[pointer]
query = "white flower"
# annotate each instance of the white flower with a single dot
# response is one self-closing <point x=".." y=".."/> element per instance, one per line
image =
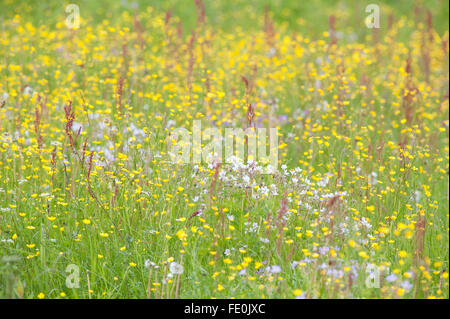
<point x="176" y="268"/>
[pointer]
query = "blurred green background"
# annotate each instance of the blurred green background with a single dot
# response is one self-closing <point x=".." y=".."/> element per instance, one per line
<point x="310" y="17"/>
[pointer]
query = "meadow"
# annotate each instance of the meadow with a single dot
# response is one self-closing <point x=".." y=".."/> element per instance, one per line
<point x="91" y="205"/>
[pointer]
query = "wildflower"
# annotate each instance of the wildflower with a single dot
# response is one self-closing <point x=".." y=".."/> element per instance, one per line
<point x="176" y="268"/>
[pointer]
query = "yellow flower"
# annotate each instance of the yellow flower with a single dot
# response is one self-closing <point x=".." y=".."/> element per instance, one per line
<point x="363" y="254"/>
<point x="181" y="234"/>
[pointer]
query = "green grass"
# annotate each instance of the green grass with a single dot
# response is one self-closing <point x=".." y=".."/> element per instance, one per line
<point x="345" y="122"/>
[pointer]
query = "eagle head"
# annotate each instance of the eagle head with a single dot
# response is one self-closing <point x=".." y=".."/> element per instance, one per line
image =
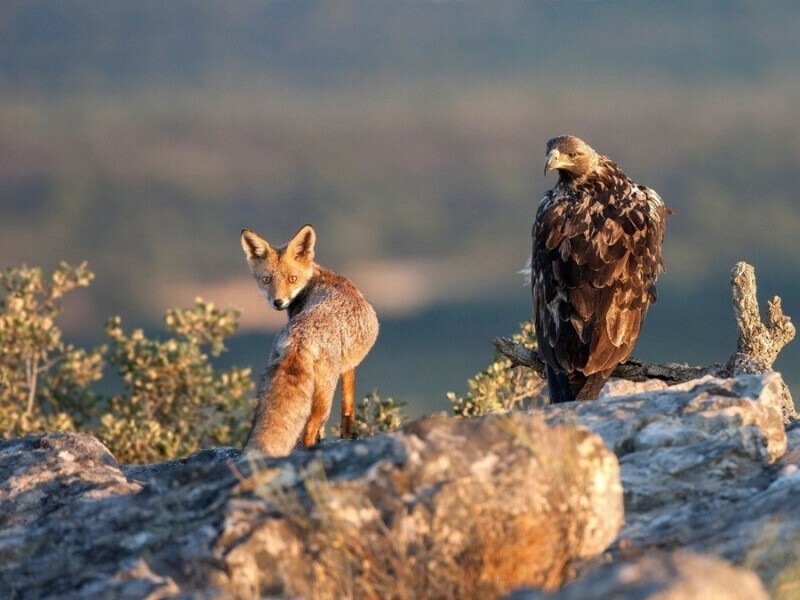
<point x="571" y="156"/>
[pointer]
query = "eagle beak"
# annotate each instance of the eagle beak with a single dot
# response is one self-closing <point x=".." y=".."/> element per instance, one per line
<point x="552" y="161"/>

..........

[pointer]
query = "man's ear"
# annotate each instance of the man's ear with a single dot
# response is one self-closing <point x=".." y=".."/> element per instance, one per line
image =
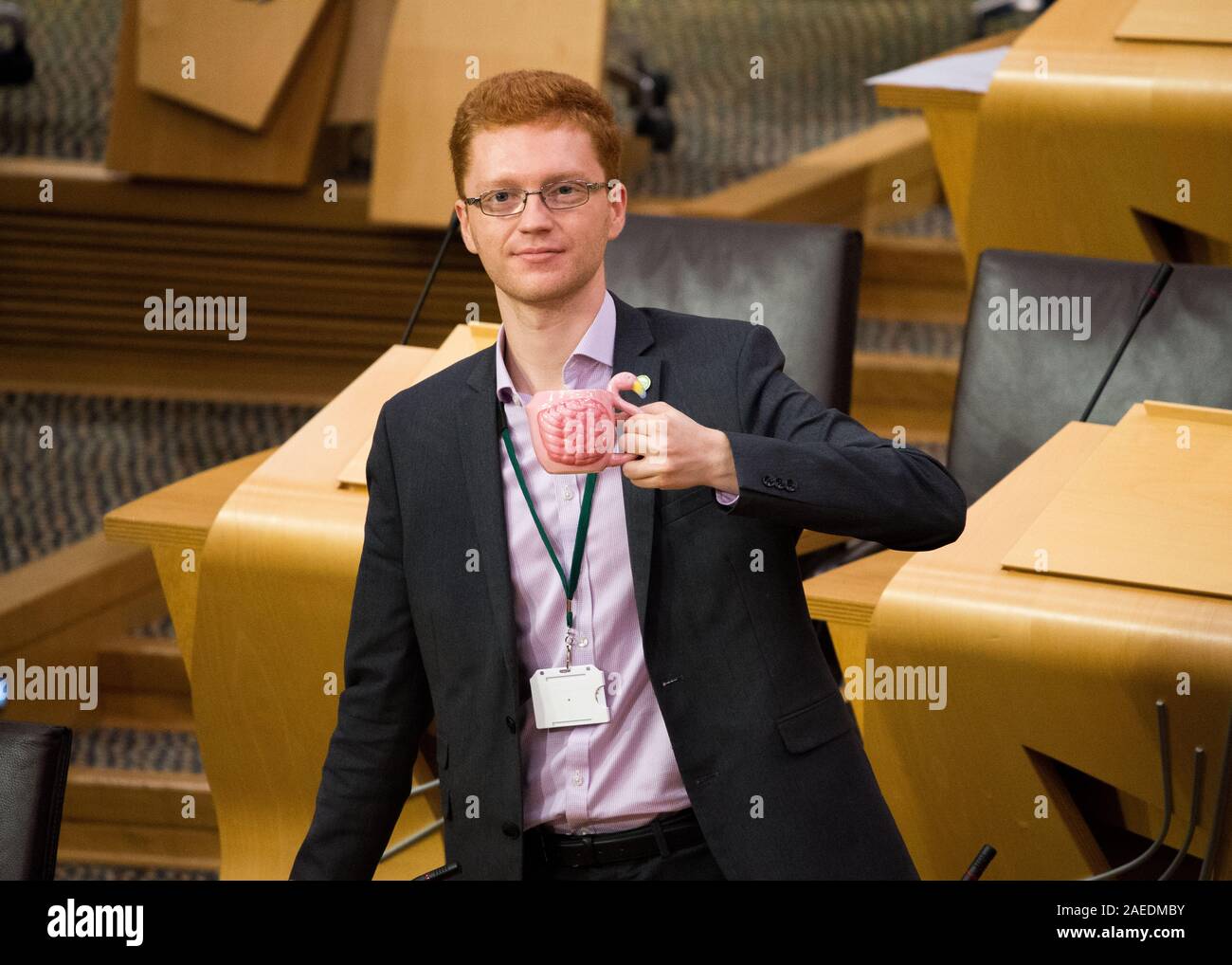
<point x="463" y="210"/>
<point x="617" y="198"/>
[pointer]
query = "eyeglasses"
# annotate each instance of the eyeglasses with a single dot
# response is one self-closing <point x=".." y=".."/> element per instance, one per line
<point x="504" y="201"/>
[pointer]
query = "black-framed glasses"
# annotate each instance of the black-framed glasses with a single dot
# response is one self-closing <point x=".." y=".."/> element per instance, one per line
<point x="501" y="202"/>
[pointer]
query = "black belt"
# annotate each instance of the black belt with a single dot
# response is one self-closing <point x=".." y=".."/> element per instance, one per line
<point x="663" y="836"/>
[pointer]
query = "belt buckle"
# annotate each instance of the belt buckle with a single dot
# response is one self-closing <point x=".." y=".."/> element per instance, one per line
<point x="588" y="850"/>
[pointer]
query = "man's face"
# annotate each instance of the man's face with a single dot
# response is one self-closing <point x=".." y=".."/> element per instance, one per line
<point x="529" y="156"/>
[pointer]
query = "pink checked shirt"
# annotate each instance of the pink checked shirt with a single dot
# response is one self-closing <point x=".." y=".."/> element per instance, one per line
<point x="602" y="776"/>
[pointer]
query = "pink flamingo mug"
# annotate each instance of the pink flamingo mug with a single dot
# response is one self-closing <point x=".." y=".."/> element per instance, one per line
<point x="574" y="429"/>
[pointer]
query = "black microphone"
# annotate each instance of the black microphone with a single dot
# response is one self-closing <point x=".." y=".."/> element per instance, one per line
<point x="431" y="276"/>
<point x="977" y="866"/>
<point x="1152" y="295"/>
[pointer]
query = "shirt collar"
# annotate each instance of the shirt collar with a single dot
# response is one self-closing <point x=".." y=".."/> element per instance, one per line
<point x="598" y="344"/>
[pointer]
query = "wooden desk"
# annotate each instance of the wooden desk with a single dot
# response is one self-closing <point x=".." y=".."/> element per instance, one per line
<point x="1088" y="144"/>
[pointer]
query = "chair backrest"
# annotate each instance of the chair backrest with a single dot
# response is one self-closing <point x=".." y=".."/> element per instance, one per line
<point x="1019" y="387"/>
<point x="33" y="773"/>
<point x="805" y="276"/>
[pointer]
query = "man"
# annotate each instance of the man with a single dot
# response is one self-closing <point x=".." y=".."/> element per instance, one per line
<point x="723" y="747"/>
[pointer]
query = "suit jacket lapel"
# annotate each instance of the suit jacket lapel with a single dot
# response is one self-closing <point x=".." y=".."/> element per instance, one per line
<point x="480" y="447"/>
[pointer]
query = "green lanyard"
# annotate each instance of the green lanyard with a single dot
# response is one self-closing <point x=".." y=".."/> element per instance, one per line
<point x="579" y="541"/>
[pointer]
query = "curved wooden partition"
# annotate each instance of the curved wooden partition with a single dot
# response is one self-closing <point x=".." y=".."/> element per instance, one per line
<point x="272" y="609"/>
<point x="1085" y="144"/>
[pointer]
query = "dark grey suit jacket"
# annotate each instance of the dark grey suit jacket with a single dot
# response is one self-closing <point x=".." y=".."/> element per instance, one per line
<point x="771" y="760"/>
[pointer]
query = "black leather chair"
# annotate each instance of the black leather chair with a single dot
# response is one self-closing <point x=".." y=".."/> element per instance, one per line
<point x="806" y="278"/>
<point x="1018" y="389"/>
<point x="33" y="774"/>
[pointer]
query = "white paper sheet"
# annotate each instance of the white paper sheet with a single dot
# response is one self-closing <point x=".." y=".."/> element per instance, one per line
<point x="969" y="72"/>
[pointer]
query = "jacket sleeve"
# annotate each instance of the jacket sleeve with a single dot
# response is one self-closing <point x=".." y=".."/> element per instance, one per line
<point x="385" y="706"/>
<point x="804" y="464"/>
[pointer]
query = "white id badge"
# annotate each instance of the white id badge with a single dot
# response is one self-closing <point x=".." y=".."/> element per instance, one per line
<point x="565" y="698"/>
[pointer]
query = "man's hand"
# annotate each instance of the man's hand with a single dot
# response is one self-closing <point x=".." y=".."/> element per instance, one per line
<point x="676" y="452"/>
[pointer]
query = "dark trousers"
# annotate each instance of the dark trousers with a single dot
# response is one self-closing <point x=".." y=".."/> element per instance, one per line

..........

**The problem:** Search the entries for the string "suit" and return each line where it turns up.

**Response to this task:**
query = "suit jacket lapel"
# annotate each instance of the suit jacket lapel with a single dot
query = "dark grey suit jacket"
# annotate each instance of the dark grey suit jacket with a single dot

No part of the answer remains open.